→ Source passage:
Observations of declination in the UK have been made for over 400 years (Figure 4). Declination is the angle required to correct a magnetic compass bearing to a true bearing and in 1824 this was about 24° (blue/left-hand axis). Nowadays this angle is much smaller and is due to change sense in the UK for the first time since the 17th century. Since the 1860s when continuous observations at Greenwich became more reliable, several extremes in the rate of change of declination (pink/right-hand axis) have occurred, most prominently at around 1925, 1969 and 1978. These extremes are seen in other observatories around the world and are called geomagnetic jerks. Understanding their origin is important, not only because they result from interesting dynamical processes in the core and may help determine the conductivity of the mantle, but also for improving time-dependent models of the geomagnetic field and for the strictly practical purpose of forecasting its future behaviour for use in navigation with a magnetic compass.


Declination observations at Greenwich
Figure 4: Declination observations at Greenwich (Abinger 1925-1956 and Hartland 1957 onwards reduced to Greenwich)

International scientific campaigns such as the first International Polar Year in 1882/3, the second International Polar Year in 1932/3 and the International Geophysical Year in 1957/8 encouraged the opening of many observatories around the world. Geomagnetism is a cross-disciplinary science, and as a result, observatories are run by a wide variety of institutes whose interests range from geology, mapping, geophysics (including seismology and earthquake prediction), meteorology to solar-terrestrial physics and astronomy. Most observatories now run three sets of equipment: triaxial fluxgate systems making automatic non-absolute vector measurements, proton precession magnetometers making automatic absolute scalar measurements and fluxgate theodolites requiring manual operation to make absolute vector observations.

From the late 1950s to the 1970s a series of Russian and American satellites made magnetic field observations but it was not till 1979 that the first satellite made precise, oriented observations of the field. Magsat, an American mission, collected vector data for 7 months at altitudes up to 550 km. It was another 20 years till the next vector satellite surveys. The Danish-led mission Ørsted was launched in 1999 into a higher orbit than Magsat and returned vector data for over 5 years and scalar data for over 12 years. The German-led mission CHAMP was launched in 2000 into a lower orbit than Magsat and returned both vector and scalar data till 2010. Triaxial fluxgate and absolute total intensity magnetometers are placed on a boom to keep them remote from the magnetic effects of the main body of the satellite and accurate sensor orientation is achieved by star cameras. These satellites provide excellent global coverage of homogeneous data and it is expected that these surveys will be augmented with other satellite datasets such as those from the European satellite constellation, Swarm, due to be launched in 2012. With these magnetic survey satellites we are now able to map the Earth’s magnetic field to higher accuracy than ever before and to better understand its various sources

S. Macmillan

Bibliography

Campbell, W. H., 1997. Introduction to Geomagnetic Fields. Cambridge University Press.

→ Exercise task a: Identify every line in the records below that contains the string "lane", treating uppercase and lowercase letters as distinct.

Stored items

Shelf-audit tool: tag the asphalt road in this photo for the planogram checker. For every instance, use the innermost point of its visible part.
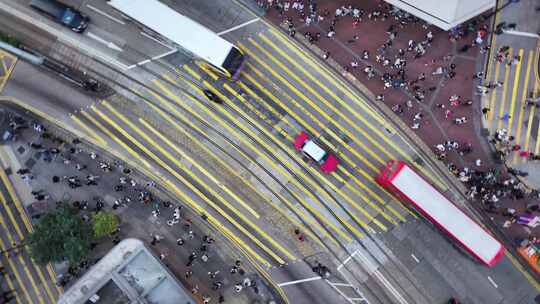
(249, 138)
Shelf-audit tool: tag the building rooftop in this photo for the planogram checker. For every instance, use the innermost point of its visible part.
(129, 273)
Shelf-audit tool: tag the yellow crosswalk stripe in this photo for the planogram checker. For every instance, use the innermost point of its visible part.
(493, 97)
(530, 123)
(275, 140)
(88, 130)
(262, 116)
(26, 222)
(262, 155)
(171, 186)
(502, 102)
(29, 228)
(199, 167)
(15, 271)
(231, 131)
(205, 68)
(522, 107)
(173, 123)
(171, 158)
(367, 108)
(356, 206)
(19, 257)
(514, 92)
(192, 72)
(8, 280)
(117, 140)
(319, 97)
(254, 95)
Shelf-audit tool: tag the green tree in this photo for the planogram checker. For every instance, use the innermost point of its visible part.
(60, 235)
(104, 223)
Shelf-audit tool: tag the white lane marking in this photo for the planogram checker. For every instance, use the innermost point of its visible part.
(156, 40)
(234, 28)
(109, 44)
(299, 281)
(492, 282)
(524, 34)
(105, 14)
(382, 279)
(153, 58)
(341, 284)
(347, 260)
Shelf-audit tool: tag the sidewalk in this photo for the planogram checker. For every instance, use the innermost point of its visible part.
(441, 68)
(211, 253)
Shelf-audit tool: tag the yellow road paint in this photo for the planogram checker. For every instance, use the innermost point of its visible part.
(260, 100)
(19, 257)
(493, 97)
(44, 115)
(329, 75)
(205, 68)
(171, 158)
(116, 139)
(170, 185)
(514, 92)
(308, 207)
(319, 97)
(192, 72)
(231, 131)
(297, 223)
(522, 104)
(529, 125)
(9, 281)
(315, 133)
(23, 215)
(199, 167)
(91, 132)
(284, 200)
(503, 96)
(15, 271)
(216, 223)
(7, 70)
(262, 116)
(294, 155)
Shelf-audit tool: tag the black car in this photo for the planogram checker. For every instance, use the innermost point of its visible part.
(213, 97)
(61, 13)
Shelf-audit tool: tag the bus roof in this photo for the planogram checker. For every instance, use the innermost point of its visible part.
(177, 28)
(446, 215)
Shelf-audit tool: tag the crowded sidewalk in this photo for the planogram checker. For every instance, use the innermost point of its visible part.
(434, 81)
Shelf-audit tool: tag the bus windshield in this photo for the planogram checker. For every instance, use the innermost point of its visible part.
(403, 181)
(183, 33)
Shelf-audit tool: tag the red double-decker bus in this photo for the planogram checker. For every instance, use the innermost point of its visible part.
(403, 181)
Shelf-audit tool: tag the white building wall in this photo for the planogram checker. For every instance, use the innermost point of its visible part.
(444, 13)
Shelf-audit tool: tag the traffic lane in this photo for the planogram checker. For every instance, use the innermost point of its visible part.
(218, 16)
(27, 34)
(445, 271)
(303, 286)
(132, 45)
(44, 90)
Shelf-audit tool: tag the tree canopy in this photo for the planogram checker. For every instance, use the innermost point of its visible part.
(104, 223)
(60, 235)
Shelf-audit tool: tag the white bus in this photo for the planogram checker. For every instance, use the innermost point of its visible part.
(185, 33)
(403, 181)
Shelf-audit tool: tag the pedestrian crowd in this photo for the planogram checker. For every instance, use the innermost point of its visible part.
(390, 64)
(89, 170)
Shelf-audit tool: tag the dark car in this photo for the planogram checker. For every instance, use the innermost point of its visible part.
(61, 13)
(213, 97)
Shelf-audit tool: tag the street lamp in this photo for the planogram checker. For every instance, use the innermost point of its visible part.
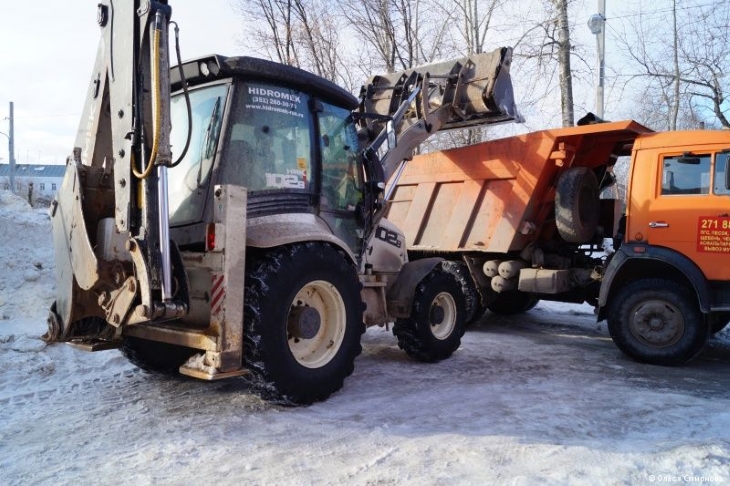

→ Exercise task b: List every satellite mission or satellite constellation named in the passage on geomagnetic observation.

→ Task output a:
Shelf-audit tool: tag the white lane marking in this photo for the planogram checker. For every instance, use the innermost point of its visible part.
Shelf-audit tool: tag the traffic lane in this photo for the planogram checker. For every instance, use the innermost point of its visible part.

→ Task output b: Magsat, Ørsted, CHAMP, Swarm